# Given request
Recast the part that opens with the line containing "Is there any metal" and closes with the line containing "left=192, top=411, right=290, bottom=583" as a two-column CSV with the headers text and answer. Give each line of text one row, put the coordinate lines that follow it into that row's answer field, quote both fields, and replace line breaks with spaces.

# Dataset content
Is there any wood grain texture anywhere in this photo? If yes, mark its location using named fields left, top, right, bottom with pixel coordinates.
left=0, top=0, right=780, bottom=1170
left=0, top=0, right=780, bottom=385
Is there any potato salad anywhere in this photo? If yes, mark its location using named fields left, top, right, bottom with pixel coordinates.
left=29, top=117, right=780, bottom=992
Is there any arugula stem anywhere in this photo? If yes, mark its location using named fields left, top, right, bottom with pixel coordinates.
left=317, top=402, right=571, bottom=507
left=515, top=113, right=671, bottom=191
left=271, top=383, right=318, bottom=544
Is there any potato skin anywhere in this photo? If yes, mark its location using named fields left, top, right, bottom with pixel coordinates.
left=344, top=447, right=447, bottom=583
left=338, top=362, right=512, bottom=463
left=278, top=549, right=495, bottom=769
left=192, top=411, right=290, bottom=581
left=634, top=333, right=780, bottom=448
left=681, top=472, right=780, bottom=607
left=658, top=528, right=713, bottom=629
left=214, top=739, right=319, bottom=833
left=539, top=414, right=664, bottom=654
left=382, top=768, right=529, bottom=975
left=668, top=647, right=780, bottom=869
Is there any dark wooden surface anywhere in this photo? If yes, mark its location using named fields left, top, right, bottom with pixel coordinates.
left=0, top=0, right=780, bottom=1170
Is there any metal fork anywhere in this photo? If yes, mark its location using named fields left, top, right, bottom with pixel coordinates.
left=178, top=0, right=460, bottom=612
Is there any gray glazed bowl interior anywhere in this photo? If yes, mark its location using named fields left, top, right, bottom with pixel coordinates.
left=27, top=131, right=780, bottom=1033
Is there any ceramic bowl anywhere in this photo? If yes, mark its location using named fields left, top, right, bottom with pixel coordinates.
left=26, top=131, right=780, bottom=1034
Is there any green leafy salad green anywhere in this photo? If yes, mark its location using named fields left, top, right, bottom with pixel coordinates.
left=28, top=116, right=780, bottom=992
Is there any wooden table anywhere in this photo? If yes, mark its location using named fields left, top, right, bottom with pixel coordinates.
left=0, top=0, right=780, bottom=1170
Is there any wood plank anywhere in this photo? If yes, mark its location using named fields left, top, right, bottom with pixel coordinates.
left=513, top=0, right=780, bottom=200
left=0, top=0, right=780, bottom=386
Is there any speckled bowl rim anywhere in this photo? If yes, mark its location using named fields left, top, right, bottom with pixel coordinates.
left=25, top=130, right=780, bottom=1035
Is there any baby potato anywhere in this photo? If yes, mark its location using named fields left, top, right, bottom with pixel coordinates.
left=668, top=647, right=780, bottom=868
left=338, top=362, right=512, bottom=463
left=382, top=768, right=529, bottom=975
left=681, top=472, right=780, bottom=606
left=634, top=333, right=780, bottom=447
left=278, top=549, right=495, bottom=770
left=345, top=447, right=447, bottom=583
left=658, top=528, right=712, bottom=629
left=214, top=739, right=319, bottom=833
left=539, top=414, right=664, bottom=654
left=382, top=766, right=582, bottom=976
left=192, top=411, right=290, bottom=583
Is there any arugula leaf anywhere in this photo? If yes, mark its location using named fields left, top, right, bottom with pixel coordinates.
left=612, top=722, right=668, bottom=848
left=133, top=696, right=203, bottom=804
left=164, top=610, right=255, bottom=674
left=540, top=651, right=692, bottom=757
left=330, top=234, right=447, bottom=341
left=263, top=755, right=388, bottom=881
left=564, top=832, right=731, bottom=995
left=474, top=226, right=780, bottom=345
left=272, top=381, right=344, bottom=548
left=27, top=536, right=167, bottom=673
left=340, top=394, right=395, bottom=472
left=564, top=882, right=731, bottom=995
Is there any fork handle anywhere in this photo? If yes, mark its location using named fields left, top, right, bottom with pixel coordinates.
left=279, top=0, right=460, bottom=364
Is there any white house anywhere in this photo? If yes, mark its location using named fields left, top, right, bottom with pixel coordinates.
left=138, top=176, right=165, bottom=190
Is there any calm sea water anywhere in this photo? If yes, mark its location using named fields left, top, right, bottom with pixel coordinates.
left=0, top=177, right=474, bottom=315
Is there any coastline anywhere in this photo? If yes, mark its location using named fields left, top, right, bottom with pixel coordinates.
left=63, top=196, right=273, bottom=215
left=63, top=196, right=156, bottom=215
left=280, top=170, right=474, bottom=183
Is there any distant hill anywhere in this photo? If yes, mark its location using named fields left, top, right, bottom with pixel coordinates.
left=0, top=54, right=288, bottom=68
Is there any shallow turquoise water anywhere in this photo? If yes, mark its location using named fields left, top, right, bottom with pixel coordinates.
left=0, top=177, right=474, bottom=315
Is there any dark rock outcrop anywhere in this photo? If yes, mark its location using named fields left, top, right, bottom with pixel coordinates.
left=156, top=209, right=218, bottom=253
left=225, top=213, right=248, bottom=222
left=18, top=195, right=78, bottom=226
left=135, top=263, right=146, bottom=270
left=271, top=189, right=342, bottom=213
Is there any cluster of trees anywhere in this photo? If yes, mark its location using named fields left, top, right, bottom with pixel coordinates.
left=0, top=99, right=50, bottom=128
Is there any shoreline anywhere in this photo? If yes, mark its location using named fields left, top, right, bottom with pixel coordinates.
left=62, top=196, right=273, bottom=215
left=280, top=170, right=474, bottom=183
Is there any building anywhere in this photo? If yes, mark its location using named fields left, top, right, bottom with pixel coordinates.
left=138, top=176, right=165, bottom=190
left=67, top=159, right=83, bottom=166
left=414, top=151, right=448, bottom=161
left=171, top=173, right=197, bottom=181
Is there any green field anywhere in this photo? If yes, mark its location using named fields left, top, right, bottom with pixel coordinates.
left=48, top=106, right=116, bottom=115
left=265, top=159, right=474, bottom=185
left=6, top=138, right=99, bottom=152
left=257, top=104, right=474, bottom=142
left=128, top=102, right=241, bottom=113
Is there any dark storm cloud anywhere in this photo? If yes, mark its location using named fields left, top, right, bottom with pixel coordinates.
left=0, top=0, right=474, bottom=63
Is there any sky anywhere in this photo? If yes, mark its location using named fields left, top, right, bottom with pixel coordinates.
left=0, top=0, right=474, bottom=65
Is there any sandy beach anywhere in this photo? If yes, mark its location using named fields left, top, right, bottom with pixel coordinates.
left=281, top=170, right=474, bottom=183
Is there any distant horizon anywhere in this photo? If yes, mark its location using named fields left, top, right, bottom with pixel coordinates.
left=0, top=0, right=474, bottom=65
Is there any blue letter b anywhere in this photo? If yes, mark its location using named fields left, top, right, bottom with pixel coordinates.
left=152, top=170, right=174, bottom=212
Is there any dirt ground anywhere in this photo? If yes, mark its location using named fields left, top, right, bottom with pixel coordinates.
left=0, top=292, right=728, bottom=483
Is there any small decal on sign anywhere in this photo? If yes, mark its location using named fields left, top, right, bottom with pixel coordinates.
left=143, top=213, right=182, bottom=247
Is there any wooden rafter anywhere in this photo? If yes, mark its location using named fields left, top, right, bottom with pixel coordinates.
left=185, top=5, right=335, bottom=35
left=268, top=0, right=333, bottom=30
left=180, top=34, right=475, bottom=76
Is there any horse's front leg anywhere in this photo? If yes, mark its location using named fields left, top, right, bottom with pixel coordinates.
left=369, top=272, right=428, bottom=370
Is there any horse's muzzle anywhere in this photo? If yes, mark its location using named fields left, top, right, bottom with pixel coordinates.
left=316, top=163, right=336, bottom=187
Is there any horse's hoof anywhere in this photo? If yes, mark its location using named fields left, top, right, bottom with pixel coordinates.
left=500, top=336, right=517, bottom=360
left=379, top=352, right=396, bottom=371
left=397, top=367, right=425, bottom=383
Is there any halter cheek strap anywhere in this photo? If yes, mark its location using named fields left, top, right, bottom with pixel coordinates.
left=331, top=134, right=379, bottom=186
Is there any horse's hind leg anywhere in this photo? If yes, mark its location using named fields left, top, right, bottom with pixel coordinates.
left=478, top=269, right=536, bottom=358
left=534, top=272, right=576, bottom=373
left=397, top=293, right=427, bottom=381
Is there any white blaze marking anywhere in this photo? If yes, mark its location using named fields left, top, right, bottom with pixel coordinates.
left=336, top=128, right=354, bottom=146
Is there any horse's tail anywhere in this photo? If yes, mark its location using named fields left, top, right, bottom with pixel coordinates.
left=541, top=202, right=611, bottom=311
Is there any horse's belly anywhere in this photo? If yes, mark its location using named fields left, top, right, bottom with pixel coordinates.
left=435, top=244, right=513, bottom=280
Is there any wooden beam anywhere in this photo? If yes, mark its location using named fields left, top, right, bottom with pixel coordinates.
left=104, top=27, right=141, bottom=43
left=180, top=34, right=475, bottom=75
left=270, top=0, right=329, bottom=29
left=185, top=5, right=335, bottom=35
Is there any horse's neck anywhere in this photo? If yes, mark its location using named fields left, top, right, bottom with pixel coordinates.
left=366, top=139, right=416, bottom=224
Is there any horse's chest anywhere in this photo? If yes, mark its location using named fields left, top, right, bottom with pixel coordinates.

# Written response
text,answer
"Is there any metal fork anywhere in this photo? If yes, mark its location using named fields left, top, right, bottom with pixel coordinates.","left=178, top=0, right=460, bottom=612"
"Is there any gray glazed bowl interior anywhere in this photo? If yes, mark its location using named fields left, top, right, bottom with pixel coordinates.","left=27, top=131, right=780, bottom=1033"
"Is there any ceramic bowl anywhere in this photo? If yes, mark its location using named fields left, top, right, bottom with pixel coordinates.","left=26, top=131, right=780, bottom=1034"
"Is there any green leafy salad green anywhere in this photo? If yes, mark its location using named fields left, top, right, bottom with pixel coordinates.","left=28, top=116, right=780, bottom=992"
"Is there any wooden table anywhere in this photo? If yes, mark its location using named fields left, top, right, bottom with pixel coordinates.","left=0, top=0, right=780, bottom=1170"
"Is there any wood plank anywhere in this photo? If yes, mark its location using named fields left, top, right, bottom with pixel coordinates.","left=513, top=0, right=780, bottom=200 left=0, top=0, right=780, bottom=386"
"Is there any speckled bowl rim anywhere in this photo? If yes, mark its location using named fields left, top, right, bottom with pixel coordinates.","left=25, top=130, right=780, bottom=1035"
"Is there any baby potato anywhere in this photo? If yes, mark its location using named fields left, top, right, bottom with pixel coordinates.","left=668, top=647, right=780, bottom=868 left=338, top=362, right=512, bottom=463 left=382, top=768, right=529, bottom=975 left=681, top=472, right=780, bottom=606 left=634, top=333, right=780, bottom=447 left=278, top=549, right=495, bottom=770 left=345, top=447, right=447, bottom=583 left=658, top=528, right=712, bottom=629 left=214, top=739, right=319, bottom=833 left=539, top=414, right=664, bottom=654 left=382, top=766, right=582, bottom=976 left=192, top=411, right=290, bottom=583"